Tasks for this exercise.
A: Say whether each statement below agrees with the cutting insert passage, answering yes or no and quoting the deciding words of the passage: (i) the body of the insert may be made of cemented carbide; (ii) the corners of the insert must be radiused; (iii) lead cutting edge 40 extends between corners 28 and 30.
B: Write a continuation of the cutting insert passage, starting after its final sentence.

Document extract.
A preferred embodiment of the present invention is shown in Figure 1. The generally polygonal indexable cutting insert 10 has a body 12 of wear resistant material, such as cemented carbide or ceramic. The body 12 may be coated with a hard wear resistant material, as are known in the industry. Preferred coatings are such as diamond, boron nitride or ceramic. It is particularly preferred that the coating include an adherent, wear resistant diamond layer. Optionally, the body 12 has a central aperture 11 for accepting known holding means. The body includes a top surface 14 and a bottom surface 16, that are substantially parallel to each other and connected by a peripheral wall 18 extending therebetween. Optionally, the top and bottom surfaces may be non parallel. The peripheral wall 18 is comprised of flanks 20, 22, 24 and 26. At least two adjacent flanks form cutting edges at the intersection of said flanks with at least one of the top and bottom surfaces. Corners 28, 30, 32 and 34 are formed at the intersection of respective pairs of said flanks. In the preferred embodiment, the corners are radiused, however flatted and non radiused corners may be used.

Further description of the cutting edge geometry of the present invention will be made with reference to corner 28 in Figure 2 as the active cutting corner, as defined herein or depicted in Figures 9 and 10. A lead cutting edge 40 is formed at the intersection of top surface 14 and flank 20 and extends between corners 28 and 30. Immediately adjacent lead cutting edge 40 is finish cutting edge 42, formed at the intersection of top surface 14 and flank 22, and extending from corner 28 to corner 34. The cutting edges may optionally be comprised of subsidiary cutting edge portions such as wiper flats and the like.
Lead cutting edge 40 possesses a land 50 along a selected portion of its length.
The land width is selected basest upon parameters known in the industry, generally being selected in the range of 0.003 to 0.020 inches. In a preferred embodiment, the land width is in the range of 0.0035 to 0.010 and in the most preferred embodiment, the land width ranges from 0.004 to 0.006.

(Lines of data)

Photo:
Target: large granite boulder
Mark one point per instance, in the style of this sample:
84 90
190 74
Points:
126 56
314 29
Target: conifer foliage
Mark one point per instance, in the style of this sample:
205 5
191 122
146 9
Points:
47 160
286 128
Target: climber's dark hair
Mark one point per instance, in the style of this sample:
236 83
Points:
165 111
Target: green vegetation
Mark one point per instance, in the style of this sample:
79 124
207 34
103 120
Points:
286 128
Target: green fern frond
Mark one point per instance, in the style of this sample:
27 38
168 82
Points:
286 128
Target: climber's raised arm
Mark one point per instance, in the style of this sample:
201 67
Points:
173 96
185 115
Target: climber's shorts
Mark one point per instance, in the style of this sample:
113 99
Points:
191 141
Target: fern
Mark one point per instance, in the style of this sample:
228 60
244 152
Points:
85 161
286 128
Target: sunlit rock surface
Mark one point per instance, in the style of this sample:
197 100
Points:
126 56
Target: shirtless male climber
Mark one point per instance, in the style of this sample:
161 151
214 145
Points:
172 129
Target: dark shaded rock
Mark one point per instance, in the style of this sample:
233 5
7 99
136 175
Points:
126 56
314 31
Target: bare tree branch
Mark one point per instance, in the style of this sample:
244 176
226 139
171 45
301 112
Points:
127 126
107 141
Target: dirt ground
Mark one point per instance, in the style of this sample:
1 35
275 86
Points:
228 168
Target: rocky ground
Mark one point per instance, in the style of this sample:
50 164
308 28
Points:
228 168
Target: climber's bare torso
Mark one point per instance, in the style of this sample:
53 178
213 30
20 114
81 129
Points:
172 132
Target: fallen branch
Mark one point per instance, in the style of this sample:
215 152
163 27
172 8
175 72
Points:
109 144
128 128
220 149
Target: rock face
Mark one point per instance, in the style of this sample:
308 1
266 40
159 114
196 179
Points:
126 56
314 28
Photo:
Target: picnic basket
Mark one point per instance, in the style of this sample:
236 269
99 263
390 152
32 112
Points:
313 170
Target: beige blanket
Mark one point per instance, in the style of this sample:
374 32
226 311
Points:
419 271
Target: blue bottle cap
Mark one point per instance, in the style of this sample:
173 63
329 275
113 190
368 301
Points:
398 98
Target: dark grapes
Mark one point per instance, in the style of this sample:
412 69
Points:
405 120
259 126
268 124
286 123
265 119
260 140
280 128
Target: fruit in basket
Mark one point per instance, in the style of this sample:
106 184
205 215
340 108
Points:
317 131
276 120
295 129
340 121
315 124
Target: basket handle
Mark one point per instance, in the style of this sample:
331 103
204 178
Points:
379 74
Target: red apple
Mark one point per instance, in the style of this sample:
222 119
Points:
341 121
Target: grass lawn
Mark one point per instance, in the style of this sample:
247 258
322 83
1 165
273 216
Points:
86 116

Expected answers.
A:
(i) Yes: "a body 12 of wear resistant material, such as cemented carbide or ceramic"
(ii) No: "In the preferred embodiment, the corners are radiused, however flatted and non radiused corners may be used."
(iii) Yes: "A lead cutting edge 40 is formed at the intersection of top surface 14 and flank 20 and extends between corners 28 and 30."

B:
The land 50 begins at or near the midpoint of the lead cutting edge 40 and extends around corner 28 to the finish cutting edge 42. Preferably, the land beginning point along flank 20 toward corner 30 encompasses the area on the lead cutting edge 40 that intersects the depth of cut line. Land 50 ends in the area of the tangent point of the nose radius on finish cutting edge 42, preferably before said tangent point. In the most preferred embodiment, a land extends from before fhe depth of cut line on the lead suiting edge around the active cutting corner and ends in the area of the finish cutting edge where the workpiece finish is generated. The area of the finish cutting edge which generates the workpiece finish is considered to be the last section of the finish edge which contacts the workpiece.

Figure 3 depicts an embodiment of the invention showing one of Applicants' first developments in solving the problem of poor tool life on up sharp edges for diamond. The land 50 is substantially parallel to flank 20 and extends only along the lead cutting edge to corner 28. Addition of this geometry to the insert provide the benefit of decreasing notching at the depth of cut area, while maintaining the up sharp finish cutting edge 42. However, during testing of this geometry, portions of the corner 28 which did not have a land exhibited notching type failure.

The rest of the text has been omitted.